──────── Source information

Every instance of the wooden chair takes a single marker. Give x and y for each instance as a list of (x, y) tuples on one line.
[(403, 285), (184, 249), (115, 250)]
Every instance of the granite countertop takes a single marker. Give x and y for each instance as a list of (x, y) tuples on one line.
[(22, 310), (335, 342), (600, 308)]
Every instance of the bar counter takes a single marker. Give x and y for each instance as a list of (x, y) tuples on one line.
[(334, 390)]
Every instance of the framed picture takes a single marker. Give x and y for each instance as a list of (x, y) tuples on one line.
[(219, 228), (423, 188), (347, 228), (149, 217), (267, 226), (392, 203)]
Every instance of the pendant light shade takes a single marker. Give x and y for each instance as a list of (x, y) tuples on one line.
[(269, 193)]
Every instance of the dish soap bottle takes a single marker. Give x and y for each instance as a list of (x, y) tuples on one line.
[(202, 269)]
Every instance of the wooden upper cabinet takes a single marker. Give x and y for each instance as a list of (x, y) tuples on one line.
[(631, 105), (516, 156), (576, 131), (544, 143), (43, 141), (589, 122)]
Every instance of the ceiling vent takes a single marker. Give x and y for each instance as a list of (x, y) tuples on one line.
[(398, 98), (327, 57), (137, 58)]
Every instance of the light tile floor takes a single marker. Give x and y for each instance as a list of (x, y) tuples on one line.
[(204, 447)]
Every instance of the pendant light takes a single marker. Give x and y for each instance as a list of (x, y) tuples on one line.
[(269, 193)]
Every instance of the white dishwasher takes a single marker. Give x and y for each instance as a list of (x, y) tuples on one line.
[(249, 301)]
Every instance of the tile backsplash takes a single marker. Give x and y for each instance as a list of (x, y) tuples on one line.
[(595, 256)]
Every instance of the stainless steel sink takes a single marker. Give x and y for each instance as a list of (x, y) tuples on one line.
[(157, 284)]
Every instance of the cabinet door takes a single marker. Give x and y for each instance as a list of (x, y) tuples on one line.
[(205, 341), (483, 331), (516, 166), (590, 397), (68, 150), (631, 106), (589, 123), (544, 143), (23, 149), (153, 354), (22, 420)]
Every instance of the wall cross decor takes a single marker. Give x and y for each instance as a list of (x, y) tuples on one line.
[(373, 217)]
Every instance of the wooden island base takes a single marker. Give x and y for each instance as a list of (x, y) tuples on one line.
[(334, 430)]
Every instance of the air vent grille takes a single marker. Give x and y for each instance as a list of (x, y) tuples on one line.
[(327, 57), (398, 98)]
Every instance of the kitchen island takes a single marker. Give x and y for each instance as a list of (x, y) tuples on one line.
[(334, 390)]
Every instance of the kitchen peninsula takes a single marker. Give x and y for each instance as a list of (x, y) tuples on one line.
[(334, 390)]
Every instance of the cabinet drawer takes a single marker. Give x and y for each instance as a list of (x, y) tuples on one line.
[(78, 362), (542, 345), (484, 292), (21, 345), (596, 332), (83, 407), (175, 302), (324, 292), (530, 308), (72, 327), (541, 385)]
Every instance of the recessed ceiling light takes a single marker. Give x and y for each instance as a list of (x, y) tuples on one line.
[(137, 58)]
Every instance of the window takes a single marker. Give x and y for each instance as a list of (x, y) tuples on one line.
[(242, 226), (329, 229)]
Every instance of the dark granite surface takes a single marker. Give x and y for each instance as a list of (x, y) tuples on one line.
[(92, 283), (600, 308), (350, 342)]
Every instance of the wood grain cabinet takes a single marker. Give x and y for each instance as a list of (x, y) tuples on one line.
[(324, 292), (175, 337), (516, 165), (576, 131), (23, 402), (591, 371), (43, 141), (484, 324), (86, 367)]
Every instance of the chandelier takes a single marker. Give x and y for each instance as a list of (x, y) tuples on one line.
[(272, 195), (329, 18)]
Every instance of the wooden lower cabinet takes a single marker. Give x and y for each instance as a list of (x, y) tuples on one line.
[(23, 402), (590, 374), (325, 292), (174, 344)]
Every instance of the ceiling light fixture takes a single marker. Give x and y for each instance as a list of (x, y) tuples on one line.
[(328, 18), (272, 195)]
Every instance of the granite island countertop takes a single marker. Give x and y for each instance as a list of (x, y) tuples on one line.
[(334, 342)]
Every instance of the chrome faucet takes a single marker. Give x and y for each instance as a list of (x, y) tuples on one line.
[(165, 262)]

────────────────

> [To do]: So that no detail is lost, give every line of the data again exactly.

> [Solution for this task]:
Every instance of the wooden chair takes a single marker. Give x and y for each instance as a list of (x, y) tuples on one line.
[(403, 285), (184, 249), (115, 250)]
Every instance of the granite countertop takes a single marker. Give x and y for each instance as a list of (x, y) tuples on one line.
[(22, 310), (335, 342), (600, 308)]
Every instance of the bar counter takes a single marker. Give x and y for each instance as a list of (x, y) tuples on one line.
[(334, 390)]
Every instance of the framed picture takes a single marker. Give x and y for each instance as a list of (x, y) tuples on one line.
[(219, 228), (423, 188), (347, 228), (149, 217), (267, 226), (392, 203)]
Every instance of the pendant light shade takes a single marker. Give x and y for each instance as a list of (x, y) tuples on one line.
[(269, 193)]
Every instance of the dish soap bottle takes a single marker. Give x and y for each instance as a list of (x, y) tuples on one line.
[(202, 269)]
Every instance of the wooden upper cabinet takes a single marker. Give x and y for each instance as a list of (x, y) tuples on one line.
[(631, 105), (516, 156), (576, 131), (544, 143), (43, 141), (589, 122)]
Every instance of the ceiling vent takes a single marker. Give x and y for each instance as a list of (x, y) tuples on one line.
[(398, 98), (327, 57), (137, 58)]
Every instance of the light tile floor takes a single marker. Give x and y for each instance as a list of (x, y) tuples on one line.
[(204, 447)]
Every instance of the pendant light takes a single marker. Give x and y for each instance as a list of (x, y) tuples on one line.
[(269, 193)]
Every instance of the white dishwasher takes a single marker. Give x and y for each instance as a list of (x, y) tuples on one line.
[(249, 301)]
Every instance of the tile backsplash takes a single marker. Give x and y for each instance as a list of (x, y) tuples on one line.
[(595, 256)]
Every instance of the stainless steel sink takes a single marker. Give x and y for each instance as a list of (x, y) tuples on one line.
[(157, 284)]
Every instance of the cabinet door takes a single marker. Give x and y for each instance as a list of (x, y) tuples on one line.
[(205, 341), (483, 331), (516, 166), (590, 397), (68, 150), (631, 106), (589, 123), (544, 143), (23, 149), (153, 354), (22, 420)]
Every instance of the wall cross decor takes a single marker. Give x and y for each instance as a list of (x, y) tuples on one line.
[(373, 217)]
Every instance of the wooden island base takes a single marker. Give x and y for each instance as a list of (x, y) tuples on one line.
[(334, 430)]
Every instance of the air vent grille takes a single marker. Give x and y for each instance as a list of (x, y) tuples on one line.
[(327, 57), (398, 98)]
Every instance of the kitchen island takes a single marker. Give x and y for each instance as a list of (x, y) tuples on one line.
[(334, 390)]
Every instance of the kitchen peninsula takes a single marker. Give x and y for each instance as a list of (x, y) tuples on one line.
[(334, 390)]
Every instance of the cabinet drawer takes a single marker. Give x and y for each instance as a list of (x, y) tuples on one line.
[(78, 362), (542, 345), (484, 292), (21, 345), (596, 332), (83, 407), (175, 302), (324, 292), (530, 308), (72, 327), (541, 385)]
Every instance of the recessed ceiling light takes a single marker. Give x and y for each instance as a list of (x, y) tuples on one line.
[(137, 58)]
Every instance of the window takes a single marker. Give x and y for each instance as a list of (x, y) tuples on one line.
[(242, 226), (329, 229)]
Every instance of the dark granite surface takes a single marker. Give x and y for each instance as a list of (x, y) tuples on one line.
[(92, 283), (600, 308), (350, 342)]
Every instance of the wood grain cabinet takes a single marker. Give x and y for each instance as a list of (x, y) tuples on one line.
[(324, 292), (175, 337), (516, 165), (576, 131), (23, 402), (591, 371), (43, 141), (484, 324), (86, 367)]
Every instance of the chandelier takes a single marker. Give x and y for each instance as a list of (x, y) tuples on one line.
[(272, 195), (329, 18)]
Every instance of the wooden lower cabinet takes a single marker. Give x and y for each instance as a list of (x, y) tuples on one line.
[(23, 402), (590, 374), (325, 292), (174, 344)]
Every instance of the ceiling light fixture takes a single marker. Give x and y for each instance as a list of (x, y) tuples on one line.
[(328, 18), (272, 195)]
Every instance of the granite island countertop takes a single marker. Give x and y for each instance as a list of (x, y) tuples on one line.
[(334, 342)]
Every instance of the chrome faucet takes a single marker. Give x and y for each instance as a list of (x, y) tuples on one line.
[(165, 262)]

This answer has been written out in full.